## Given request a
Write out the listing below from the line containing "pool with a bounding box." through the line containing "[184,150,211,173]", with both of those lines included.

## Source
________________________________________

A unit trust is managed by a professional fund manager or an investment company. The return on investments or profits that will be realized depends on the skills of the managers that is in charge of the fund. Usually, unit trusts invest in financial assets that generate profit such as securities, mortgages, properties and other financial instruments. The specific objective of unit trusts is to provide profits for investors. Unit trusts are constituted under a trust deed. In the United Kingdom, unit trusts are also called 'mutual funds'. Examples of countries where unit trusts are operated include; Ireland, Canada, Fiji, U.K, New Zealand, Singapore, Kenya, Australia and South Africa. Here are some key points you should know about unit trusts;
- Unit trusts are managed funds pooled from investors, they are known as unincorporated mutual funds.
- Profits generated by unit trusts are not reinvested, they are distributed to individual unit owners of the trust.
- Unit trusts are constituted under a trust deed.
- The trust's beneficiary is the investor.
- Across countries and regions, distinct definitions are given to unit trust. In the U.K for instance, unit trusts are also 'mutual funds'.
How Unit Trusts Operate
A unit trust's portfolio is a diversified portfolio that comprises of a range of assets. The value of the assets in the portfolio are revealed through the number of issued units multiplied by the price per unit. A unit trust is often managed by a professional fund manager in exchange for a fee. The management fee, transaction fee and other expenses are deducted when calculating the underlying value of assets in the portfolio. Every unit trust has an objective which inform the management goals of the fund manager. In most cases, making a profit is the ultimate goal of unit trusts. Owners of units trusts are called unit holders, they are stakeholders in the trust.

________________________________________

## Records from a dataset
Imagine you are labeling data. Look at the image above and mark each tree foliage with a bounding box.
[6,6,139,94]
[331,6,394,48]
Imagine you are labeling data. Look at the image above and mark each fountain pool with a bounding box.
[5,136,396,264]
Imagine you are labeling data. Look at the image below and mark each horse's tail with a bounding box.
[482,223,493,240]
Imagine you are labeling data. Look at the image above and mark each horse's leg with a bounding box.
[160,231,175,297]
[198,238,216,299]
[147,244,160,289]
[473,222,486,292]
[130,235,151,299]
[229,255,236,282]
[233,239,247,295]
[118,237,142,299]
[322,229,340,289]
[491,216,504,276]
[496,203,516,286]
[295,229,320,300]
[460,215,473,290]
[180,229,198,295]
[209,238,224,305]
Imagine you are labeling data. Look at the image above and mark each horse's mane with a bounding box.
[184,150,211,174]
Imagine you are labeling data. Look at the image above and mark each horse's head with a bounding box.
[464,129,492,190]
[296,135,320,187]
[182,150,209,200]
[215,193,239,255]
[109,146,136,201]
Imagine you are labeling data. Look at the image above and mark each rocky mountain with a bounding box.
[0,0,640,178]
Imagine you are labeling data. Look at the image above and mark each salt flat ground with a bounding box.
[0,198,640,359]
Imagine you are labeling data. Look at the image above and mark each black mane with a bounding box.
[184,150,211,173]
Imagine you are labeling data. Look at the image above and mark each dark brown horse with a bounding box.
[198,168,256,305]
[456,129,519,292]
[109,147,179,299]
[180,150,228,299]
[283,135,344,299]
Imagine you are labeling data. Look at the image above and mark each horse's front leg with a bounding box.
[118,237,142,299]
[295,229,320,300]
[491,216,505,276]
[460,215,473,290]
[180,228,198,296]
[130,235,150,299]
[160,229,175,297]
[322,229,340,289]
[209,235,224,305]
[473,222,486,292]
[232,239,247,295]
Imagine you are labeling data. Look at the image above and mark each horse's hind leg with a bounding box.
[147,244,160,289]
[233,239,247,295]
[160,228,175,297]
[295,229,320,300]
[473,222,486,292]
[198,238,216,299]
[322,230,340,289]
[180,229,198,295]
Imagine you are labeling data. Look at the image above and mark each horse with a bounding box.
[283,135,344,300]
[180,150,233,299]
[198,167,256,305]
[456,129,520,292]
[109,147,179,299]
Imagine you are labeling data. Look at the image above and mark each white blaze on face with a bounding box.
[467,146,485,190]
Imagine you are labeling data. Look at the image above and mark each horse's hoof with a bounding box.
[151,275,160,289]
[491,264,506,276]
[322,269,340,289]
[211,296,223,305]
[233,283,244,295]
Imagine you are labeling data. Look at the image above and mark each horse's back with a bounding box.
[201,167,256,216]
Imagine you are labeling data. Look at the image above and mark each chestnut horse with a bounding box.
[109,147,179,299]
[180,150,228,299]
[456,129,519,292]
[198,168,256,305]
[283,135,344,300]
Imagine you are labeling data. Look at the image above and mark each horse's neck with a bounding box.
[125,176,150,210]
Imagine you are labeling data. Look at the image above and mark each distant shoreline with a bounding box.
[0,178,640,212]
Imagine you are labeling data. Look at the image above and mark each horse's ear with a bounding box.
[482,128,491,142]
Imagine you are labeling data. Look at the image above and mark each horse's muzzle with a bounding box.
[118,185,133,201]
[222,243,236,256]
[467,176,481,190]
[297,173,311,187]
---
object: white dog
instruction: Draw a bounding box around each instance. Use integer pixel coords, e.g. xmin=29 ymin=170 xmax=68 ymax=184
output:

________________________________________

## Given request b
For each statement, say whether it agrees with the text on unit trusts. Answer yes or no and quote the words from the text that decide it.
(i) Profits generated by unit trusts are reinvested in the trust.
(ii) The investor is the trust's beneficiary.
(iii) The management fee is deducted when the underlying value of the assets in the portfolio is calculated.

## Full solution a
Imagine you are labeling data. Look at the image above and mark each fountain pool with a bounding box.
[5,136,396,264]
Imagine you are labeling data. Look at the image below and mark each horse's tail with a bounding box.
[482,223,493,240]
Imagine you are labeling data. Look at the image above and mark each horse's leg with a bounding box.
[160,231,175,297]
[198,238,216,299]
[147,244,160,289]
[473,222,486,292]
[130,235,151,299]
[229,255,236,282]
[233,239,247,295]
[118,237,142,299]
[322,229,340,289]
[491,216,504,276]
[496,203,516,286]
[295,229,320,300]
[460,215,473,290]
[180,229,198,295]
[209,238,224,305]
Imagine you are labeling data. Look at the image above and mark each horse's mane with a bounding box.
[184,150,211,174]
Imagine you are labeling data. Look at the image above and mark each horse's head with a bounding box.
[464,129,492,190]
[296,135,320,187]
[182,150,209,200]
[215,193,239,255]
[109,146,136,201]
Imagine you are labeling data. Look at the image above and mark each rocky mountain with a bounding box.
[0,0,640,178]
Imagine you are labeling data. Look at the image above and mark each salt flat ground with a bounding box.
[0,198,640,359]
Imagine you are labeling data. Look at the image above and mark each black mane with a bounding box.
[184,150,211,173]

## Full solution b
(i) No: "Profits generated by unit trusts are not reinvested, they are distributed to individual unit owners of the trust."
(ii) Yes: "The trust's beneficiary is the investor."
(iii) Yes: "The management fee, transaction fee and other expenses are deducted when calculating the underlying value of assets in the portfolio."